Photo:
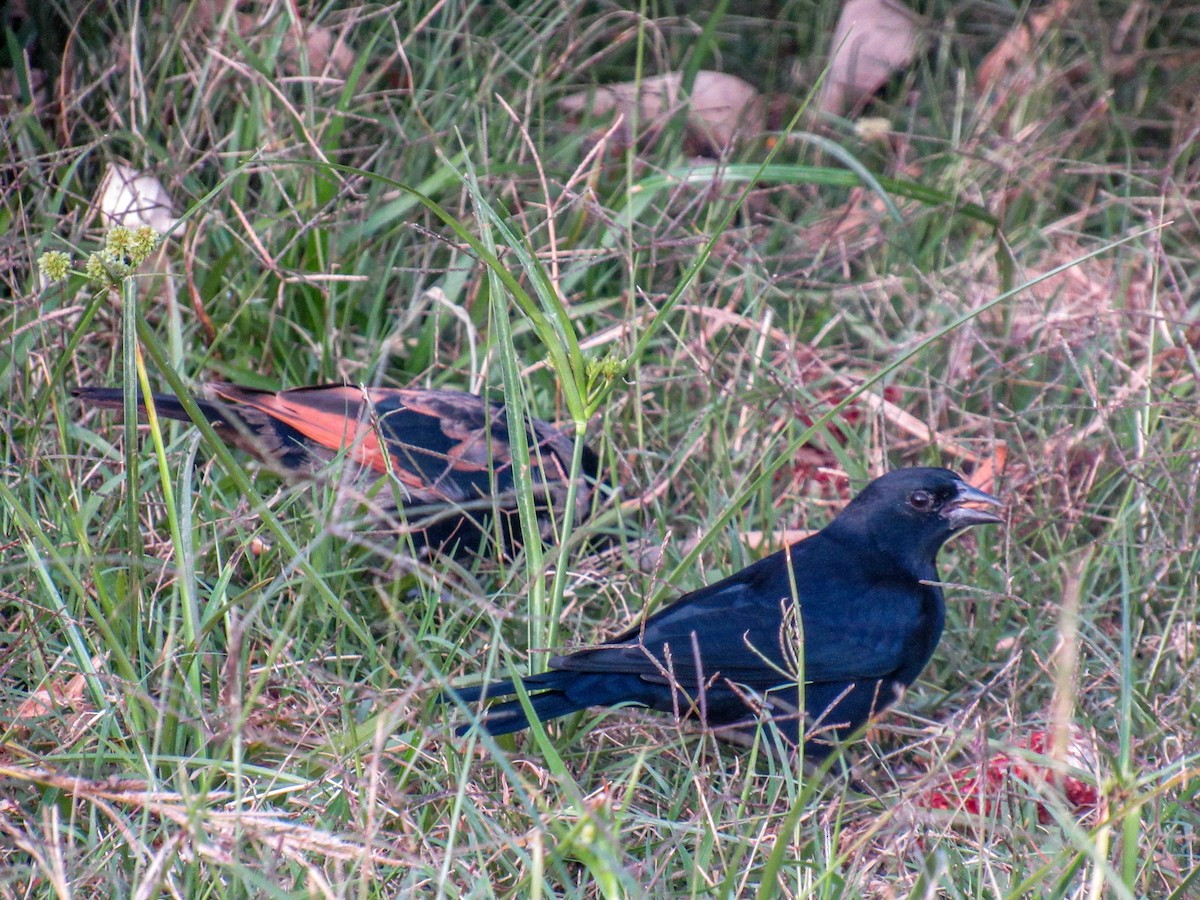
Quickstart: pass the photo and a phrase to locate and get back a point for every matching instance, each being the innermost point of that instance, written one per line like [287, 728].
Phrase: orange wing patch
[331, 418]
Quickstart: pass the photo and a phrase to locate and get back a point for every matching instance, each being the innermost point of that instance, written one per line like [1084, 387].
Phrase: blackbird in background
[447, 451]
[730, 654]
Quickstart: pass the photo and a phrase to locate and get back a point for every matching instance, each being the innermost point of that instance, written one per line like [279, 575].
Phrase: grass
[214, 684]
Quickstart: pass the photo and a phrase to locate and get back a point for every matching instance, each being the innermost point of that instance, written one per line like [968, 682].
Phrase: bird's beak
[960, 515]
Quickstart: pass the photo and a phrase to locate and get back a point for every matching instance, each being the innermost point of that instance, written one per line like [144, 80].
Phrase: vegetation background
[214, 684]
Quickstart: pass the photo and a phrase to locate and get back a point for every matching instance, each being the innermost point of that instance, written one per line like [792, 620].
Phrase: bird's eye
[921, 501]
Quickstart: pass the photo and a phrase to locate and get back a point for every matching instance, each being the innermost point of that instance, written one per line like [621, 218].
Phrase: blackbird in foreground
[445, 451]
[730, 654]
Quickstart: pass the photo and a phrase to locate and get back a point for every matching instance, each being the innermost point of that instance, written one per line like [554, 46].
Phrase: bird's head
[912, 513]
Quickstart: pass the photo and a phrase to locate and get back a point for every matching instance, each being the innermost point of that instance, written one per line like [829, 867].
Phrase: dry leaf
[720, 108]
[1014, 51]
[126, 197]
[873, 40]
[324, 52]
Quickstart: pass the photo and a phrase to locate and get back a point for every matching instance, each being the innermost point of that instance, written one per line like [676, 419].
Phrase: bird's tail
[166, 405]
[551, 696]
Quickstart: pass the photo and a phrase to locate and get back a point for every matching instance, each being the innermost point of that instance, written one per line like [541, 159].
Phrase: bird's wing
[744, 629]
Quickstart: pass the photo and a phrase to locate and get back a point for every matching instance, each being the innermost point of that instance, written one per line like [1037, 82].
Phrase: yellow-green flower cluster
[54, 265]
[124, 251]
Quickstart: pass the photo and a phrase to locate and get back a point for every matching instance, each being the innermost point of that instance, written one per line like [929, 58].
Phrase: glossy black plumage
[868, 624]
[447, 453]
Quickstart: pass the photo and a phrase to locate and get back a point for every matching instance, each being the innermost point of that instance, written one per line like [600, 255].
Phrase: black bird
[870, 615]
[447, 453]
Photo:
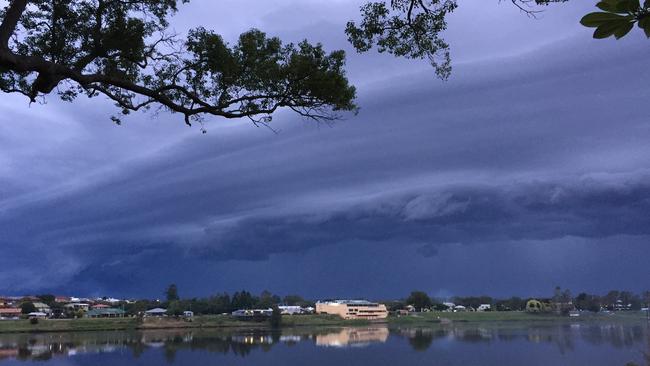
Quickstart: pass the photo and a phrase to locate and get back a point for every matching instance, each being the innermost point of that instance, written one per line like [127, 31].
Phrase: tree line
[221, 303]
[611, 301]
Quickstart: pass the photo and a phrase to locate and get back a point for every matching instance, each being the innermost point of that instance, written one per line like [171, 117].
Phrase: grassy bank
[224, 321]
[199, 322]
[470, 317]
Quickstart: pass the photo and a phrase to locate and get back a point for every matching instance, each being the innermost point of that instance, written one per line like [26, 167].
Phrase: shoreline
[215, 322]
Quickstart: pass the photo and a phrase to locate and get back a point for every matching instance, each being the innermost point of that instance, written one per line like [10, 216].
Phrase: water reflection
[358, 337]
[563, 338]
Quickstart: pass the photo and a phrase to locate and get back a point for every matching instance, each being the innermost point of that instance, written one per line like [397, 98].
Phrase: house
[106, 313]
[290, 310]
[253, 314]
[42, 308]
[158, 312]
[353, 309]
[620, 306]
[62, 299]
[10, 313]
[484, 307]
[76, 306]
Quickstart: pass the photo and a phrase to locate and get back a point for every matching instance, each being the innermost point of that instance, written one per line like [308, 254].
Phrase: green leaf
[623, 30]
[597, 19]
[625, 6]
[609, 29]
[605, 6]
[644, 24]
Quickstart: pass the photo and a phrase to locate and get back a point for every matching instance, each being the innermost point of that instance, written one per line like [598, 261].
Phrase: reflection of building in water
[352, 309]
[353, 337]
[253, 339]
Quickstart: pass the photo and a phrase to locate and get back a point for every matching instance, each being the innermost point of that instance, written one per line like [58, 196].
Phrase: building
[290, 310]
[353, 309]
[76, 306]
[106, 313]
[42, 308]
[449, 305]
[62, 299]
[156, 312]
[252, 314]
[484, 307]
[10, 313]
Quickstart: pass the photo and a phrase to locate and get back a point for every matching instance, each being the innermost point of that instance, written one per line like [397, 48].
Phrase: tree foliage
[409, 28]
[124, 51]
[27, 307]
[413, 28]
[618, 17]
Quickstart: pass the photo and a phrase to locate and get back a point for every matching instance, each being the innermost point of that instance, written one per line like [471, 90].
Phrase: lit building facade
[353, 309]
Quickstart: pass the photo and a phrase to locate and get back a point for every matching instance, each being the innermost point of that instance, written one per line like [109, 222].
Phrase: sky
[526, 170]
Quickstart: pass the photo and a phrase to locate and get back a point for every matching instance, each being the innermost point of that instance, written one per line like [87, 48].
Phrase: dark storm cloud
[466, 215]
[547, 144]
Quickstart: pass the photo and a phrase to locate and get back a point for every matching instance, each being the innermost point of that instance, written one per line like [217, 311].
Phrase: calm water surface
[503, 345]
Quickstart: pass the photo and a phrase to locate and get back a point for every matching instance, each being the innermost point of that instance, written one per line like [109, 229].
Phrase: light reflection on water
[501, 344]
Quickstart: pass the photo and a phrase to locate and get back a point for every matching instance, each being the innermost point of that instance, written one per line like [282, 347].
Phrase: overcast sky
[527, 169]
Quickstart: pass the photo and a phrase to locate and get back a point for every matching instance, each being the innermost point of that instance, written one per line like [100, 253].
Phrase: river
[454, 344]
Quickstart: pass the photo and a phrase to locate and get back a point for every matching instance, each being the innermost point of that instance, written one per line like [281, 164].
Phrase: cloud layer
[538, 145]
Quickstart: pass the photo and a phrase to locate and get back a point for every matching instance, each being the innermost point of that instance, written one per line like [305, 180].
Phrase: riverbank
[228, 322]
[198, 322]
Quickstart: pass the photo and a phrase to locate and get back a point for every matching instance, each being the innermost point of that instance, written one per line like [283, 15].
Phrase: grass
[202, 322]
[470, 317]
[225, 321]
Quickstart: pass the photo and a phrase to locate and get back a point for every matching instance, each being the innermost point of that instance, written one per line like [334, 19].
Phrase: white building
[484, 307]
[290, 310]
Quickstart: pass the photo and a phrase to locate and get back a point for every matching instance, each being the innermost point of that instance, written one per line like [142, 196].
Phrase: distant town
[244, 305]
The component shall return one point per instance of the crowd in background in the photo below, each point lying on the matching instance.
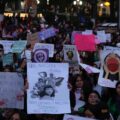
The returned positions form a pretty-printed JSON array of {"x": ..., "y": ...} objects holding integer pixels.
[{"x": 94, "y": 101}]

_ _ _

Description of the task:
Retype everything in the entries above exactly. The pictures are to be omitted.

Solution to the exercise:
Photo:
Quickstart: pass the photo and a phrase to locate and get back a point for every matching instance, each being the innermost point of that instance, written one per line like [287, 728].
Phrase: orange wing patch
[331, 418]
Quickstart: pass the photo and a phrase to locate and get back a point for every matching instance, each being the innermost point of that instance, written one per line like [1084, 387].
Phrase: blackbird in background
[447, 451]
[730, 654]
Quickstart: pass the photo and a phrase to locate and get back a point for every matching instance, each being the innermost point of that instance, written one per line like [279, 575].
Phrase: grass
[214, 684]
Quickstart: pass the photo and a phrase to locate and get back a point for every matching instance, each being the innermost point of that instance, written one per line like [968, 682].
Phrase: bird's beak
[960, 515]
Quickstart: pass the photo and a phrase to locate and get back a point for every matching instance, each being the innermost point of that instance, written one per line like [144, 80].
Phrase: vegetation background
[214, 684]
Quickstart: pass the photo and a phrase to locate and get back a point for every matching instance, each being the innermost point of that instance, written one per line like [792, 620].
Phrase: bird's eye
[921, 501]
Quickstart: pass the photo and a phrase to locate and get back a point for every matching instance, each being the innermost point of that instance, written one per line like [621, 218].
Phrase: blackbird in foreground
[445, 451]
[730, 654]
Quickstart: pass the photo and a phrase to locate and get back a point for every matching instance, each being the innermost point of that instance, written one per line like [554, 46].
Phrase: bird's head
[912, 513]
Quickstart: pass the photo and a phrase to locate and get back a point for every matching instance, each being the innermost point of that instance, written one per line like [829, 867].
Phrase: dry leaf
[720, 108]
[1014, 51]
[126, 197]
[873, 40]
[324, 52]
Quickstart: pass the photo and a phrase to locate and get back a point for every matching instance, each being the innermost point of that instance, written one per line like [676, 419].
Phrase: bird's tail
[166, 405]
[551, 696]
Quickstart: pass the photo and a phrase to locate and get back a point for every matching instance, each being the innermost point of that instance, written one per line like [541, 159].
Phrase: bird's wing
[744, 629]
Quickstart: pass the photo and a phrase to locate and get back a point for every matching instance, each being the innermost point of that instance, written one per line like [1037, 82].
Phrase: yellow-green flower cluster
[54, 265]
[124, 251]
Quickstart: pass the photo and a phrase to locate and get back a point for every matching instance, each being the innermost point of that instance, written one per line like [929, 58].
Phrase: glossy black plumage
[868, 624]
[447, 453]
Quickstart: pass the photo and a phrase to locate and get back a point for every matching instance, each being the innermost point of that instance, written one per line like [600, 255].
Phrase: black bird
[870, 615]
[447, 453]
Photo:
Quickstart: pass the photo and a phrase to locate and get back a point for every matching instance, each being the innermost point of that instance, written one per line like [127, 31].
Phrase: tree line
[221, 303]
[611, 301]
Quickstart: pass the photo and a phrase to locate and get back a point for every matching instance, each being the innermost point of that instance, written one per line like [171, 117].
Phrase: grassy bank
[224, 321]
[199, 322]
[470, 317]
Quickstart: pass the photo and a phrase to locate and get back a point for every matching instance, each being the innermost point of that instance, written one per line like [26, 167].
Phrase: shoreline
[215, 322]
Quickstart: pass the photo and a phrase to locate and get back a point for every matching instance, each being the innermost point of that instance, written one per line like [10, 216].
Phrase: water reflection
[358, 337]
[563, 338]
Quickstart: pass the photo and a phrase to locate and get back a point for every matching instance, each being the innermost point of that instance, written one per line like [397, 98].
Phrase: house
[106, 313]
[290, 310]
[253, 314]
[42, 308]
[158, 312]
[353, 309]
[620, 306]
[62, 299]
[10, 313]
[484, 307]
[76, 306]
Quickstart: pass the photo and a phrase to locate and get back a point for every matching instance, each being the innermost point of that instance, written one per line like [308, 254].
Phrase: green leaf
[623, 30]
[597, 19]
[625, 6]
[609, 29]
[605, 6]
[644, 24]
Quickstart: pass the photo and a phrase to locate and get back a point for every matching instance, each being the innermost point of that instance, written one per line like [598, 261].
Phrase: reflection of building in water
[352, 309]
[353, 337]
[253, 339]
Quickstart: pass the photo and a phrase to locate and get back a point for every matching instance, each being the innermost point of that instance, written one per line like [58, 196].
Phrase: building
[290, 310]
[353, 309]
[76, 306]
[106, 313]
[42, 308]
[449, 305]
[62, 299]
[156, 312]
[252, 314]
[484, 307]
[10, 313]
Quickstart: pass the photo and a phrase to locate and get back a point for every matching instance, each being the innermost point of that instance, written one per line like [397, 48].
Phrase: tree foliage
[409, 28]
[124, 51]
[27, 307]
[413, 28]
[618, 17]
Quickstart: pass the photo and a phrase to locate and get back a point for every matching instance, each being the innermost point of that instance, written one per line like [471, 90].
Phrase: lit building facade
[353, 309]
Quickstart: pass the photo and a phrase to locate and get back a point for every matching instance, each being the innermost point of that instance, written one per line like [109, 222].
Phrase: sky
[526, 170]
Quickstart: pass the photo and a phrase to locate and get back a point for every matching instance, each being the innermost point of that instance, written one per line like [87, 48].
Phrase: dark storm cloud
[466, 215]
[547, 144]
Quickstart: pass the photo and a phrase to locate and get back a point for every matching instance, each being the innermost point of that instance, written one per line like [217, 311].
Phrase: calm water surface
[503, 345]
Quickstart: pass the photo and a phrase to locate and get back a point for every matching instance, each being the innermost point of that instance, written one per line like [109, 229].
Phrase: light reflection on water
[501, 344]
Quickstart: pass the photo and a phrase to locate and get back a point for every matching instance, each being the innermost point of that instance, written one per line like [282, 347].
Phrase: overcast sky
[527, 169]
Quickstart: pass the photo and a phrase to locate and get back a point for every matching instance, each being the innermost point of that instance, written one per line like [100, 253].
Phrase: river
[454, 344]
Quickstart: pass the photo and a phrase to locate and get back a point for every matching instance, each being the innermost point of that instance, written one per line like [281, 164].
Phrase: cloud layer
[538, 145]
Quickstart: pass the photo and a phrase to locate and get back a point for every matching instance, each being the innermost point of that instance, written one per line like [305, 180].
Phrase: riverbank
[228, 322]
[198, 322]
Quickstart: pass the photo and a phrase to locate and get back a point for every matching instance, each being the innermost point of that instance, written one per line like [283, 15].
Phrase: grass
[202, 322]
[470, 317]
[225, 321]
Quickstart: pass the photo and a phrase to locate and get back a point for every matching instance, each being the innermost point of that instance, written one per line like [334, 19].
Phrase: white building
[484, 307]
[290, 310]
Quickstart: pass the photo and a phrase to locate and get back a point for every matching instance, each being the innermost point of that instance, written one per line like [142, 196].
Phrase: distant town
[244, 305]
The component shall return one point per instance of the crowd in background in the photo below, each point lying on the matching instance.
The returned positions form a pretty-printed JSON array of {"x": ..., "y": ...} objects holding integer pixels.
[{"x": 94, "y": 101}]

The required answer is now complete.